#### Istruzioni:
(A) Rispondi alle seguenti domande sull'estratto.
(i) Di quanti punti percentuali è aumentato il dato rispetto all'ultimo aggiornamento sul tema?
(ii) Quale percentuale di risposta viene indicata per il governo Renzi?
(iii) Quale percentuale di risposta agli atti di sindacato ispettivo ha l'attuale esecutivo?
(B) Elenca tutti i governi che l'estratto indica per nome.
(C) Restituisci il passo dell'estratto cominciando dalle parole "Negli ultimi anni" e fermandoti dopo "ultime 3 legislature.".

#### Estratto del documento:

Negli ultimi anni i governi non sono mai stati particolarmente puntuali nel fornire le risposte richieste. Soprattutto quando parliamo di atti che non prevedono una risposta immediata. Da questo punto di vista possiamo osservare che l’attuale esecutivo presenta la percentuale di risposta più alta considerando le ultime 3 legislature.
Tale dato peraltro risulta in aumento di oltre 3 punti percentuali rispetto al nostro ultimo aggiornamento sul tema. Un incremento rilevante, anche se va segnalato che questa percentuale di risposta resta comunque inferiore alla metà del totale. Inoltre il numero di atti ispettivi presentati in questa legislatura è ancora limitato, un dato fisiologico considerando che ci troviamo ancora nella sua prima parte. Sarà interessante capire quindi se il governo Meloni manterrà questo livello di risposta nel corso del tempo.
Il governo Meloni a confronto con gli esecutivi precedenti
L’attuale esecutivo risulta quindi al primo posto, nel confronto con quelli delle ultime 3 legislature, se si considera la percentuale di risposta agli atti di sindacato ispettivo presentati dal parlamento (37%). Seguono i governi Renzi (33,2%) e Conte I (33%).

#### Righe del dataset:
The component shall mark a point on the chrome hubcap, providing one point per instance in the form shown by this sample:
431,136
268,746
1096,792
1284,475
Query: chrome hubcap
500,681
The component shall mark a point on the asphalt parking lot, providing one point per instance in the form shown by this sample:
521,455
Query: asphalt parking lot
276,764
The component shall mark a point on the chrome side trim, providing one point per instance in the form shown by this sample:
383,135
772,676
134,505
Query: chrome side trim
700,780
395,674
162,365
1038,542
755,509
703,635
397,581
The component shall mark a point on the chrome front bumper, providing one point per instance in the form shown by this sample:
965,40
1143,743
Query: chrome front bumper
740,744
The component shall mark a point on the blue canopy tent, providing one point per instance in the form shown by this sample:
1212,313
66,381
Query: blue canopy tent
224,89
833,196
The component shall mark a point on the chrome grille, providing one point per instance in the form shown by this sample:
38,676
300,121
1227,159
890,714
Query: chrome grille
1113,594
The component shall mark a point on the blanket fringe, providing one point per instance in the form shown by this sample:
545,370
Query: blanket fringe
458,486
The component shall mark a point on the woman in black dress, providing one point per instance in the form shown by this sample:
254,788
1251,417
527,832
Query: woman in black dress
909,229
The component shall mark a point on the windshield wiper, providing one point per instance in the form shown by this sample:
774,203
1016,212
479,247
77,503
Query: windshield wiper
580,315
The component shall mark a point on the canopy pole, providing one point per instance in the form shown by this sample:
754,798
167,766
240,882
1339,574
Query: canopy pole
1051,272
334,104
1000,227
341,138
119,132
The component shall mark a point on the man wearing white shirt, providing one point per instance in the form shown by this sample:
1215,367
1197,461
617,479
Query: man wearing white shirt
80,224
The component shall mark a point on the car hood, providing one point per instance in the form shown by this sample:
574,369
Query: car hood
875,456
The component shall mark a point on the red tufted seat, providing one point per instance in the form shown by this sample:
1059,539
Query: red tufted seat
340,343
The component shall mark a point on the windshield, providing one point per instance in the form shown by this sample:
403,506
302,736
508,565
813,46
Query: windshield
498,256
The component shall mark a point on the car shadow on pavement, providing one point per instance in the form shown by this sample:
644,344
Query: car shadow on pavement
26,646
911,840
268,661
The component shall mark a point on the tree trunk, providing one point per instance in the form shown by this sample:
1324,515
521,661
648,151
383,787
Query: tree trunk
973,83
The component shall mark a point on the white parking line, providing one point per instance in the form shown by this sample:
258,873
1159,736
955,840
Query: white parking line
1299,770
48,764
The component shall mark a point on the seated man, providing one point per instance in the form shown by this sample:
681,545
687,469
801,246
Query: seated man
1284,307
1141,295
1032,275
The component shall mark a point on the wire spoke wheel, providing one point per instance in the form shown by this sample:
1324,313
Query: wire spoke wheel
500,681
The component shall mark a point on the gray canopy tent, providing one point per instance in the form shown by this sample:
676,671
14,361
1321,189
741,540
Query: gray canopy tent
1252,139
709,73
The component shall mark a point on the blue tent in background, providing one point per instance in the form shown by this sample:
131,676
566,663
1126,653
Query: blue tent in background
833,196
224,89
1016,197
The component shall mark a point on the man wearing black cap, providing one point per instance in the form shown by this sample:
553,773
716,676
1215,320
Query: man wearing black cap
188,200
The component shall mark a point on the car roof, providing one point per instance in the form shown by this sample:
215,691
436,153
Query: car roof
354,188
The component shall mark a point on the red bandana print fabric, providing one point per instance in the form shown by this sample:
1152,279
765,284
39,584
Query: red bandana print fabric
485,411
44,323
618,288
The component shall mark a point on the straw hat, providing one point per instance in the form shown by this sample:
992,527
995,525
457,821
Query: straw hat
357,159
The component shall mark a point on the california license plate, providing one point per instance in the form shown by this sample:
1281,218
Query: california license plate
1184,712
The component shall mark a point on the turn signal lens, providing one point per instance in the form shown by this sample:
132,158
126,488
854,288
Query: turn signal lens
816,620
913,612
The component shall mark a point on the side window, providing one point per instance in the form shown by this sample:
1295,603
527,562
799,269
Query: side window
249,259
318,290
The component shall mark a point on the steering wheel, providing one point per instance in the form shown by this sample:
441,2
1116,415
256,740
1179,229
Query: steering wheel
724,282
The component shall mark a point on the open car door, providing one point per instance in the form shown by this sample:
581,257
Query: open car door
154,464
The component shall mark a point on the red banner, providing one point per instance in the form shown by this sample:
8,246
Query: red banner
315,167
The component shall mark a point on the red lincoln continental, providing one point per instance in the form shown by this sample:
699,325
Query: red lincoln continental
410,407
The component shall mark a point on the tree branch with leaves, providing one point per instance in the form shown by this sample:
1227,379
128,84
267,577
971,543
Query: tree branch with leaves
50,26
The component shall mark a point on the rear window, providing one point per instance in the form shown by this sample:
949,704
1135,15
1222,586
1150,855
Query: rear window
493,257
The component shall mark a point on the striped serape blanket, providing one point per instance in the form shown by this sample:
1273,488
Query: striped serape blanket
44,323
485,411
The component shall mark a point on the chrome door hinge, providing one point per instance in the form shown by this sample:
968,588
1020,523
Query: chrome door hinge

#### Risposte per compito:
(A)
(i) Di oltre 3 punti percentuali.
(ii) Il 33,2%.
(iii) Il 37%.

(B) Meloni, Renzi, Conte I

(C)
Negli ultimi anni i governi non sono mai stati particolarmente puntuali nel fornire le risposte richieste. Soprattutto quando parliamo di atti che non prevedono una risposta immediata. Da questo punto di vista possiamo osservare che l’attuale esecutivo presenta la percentuale di risposta più alta considerando le ultime 3 legislature.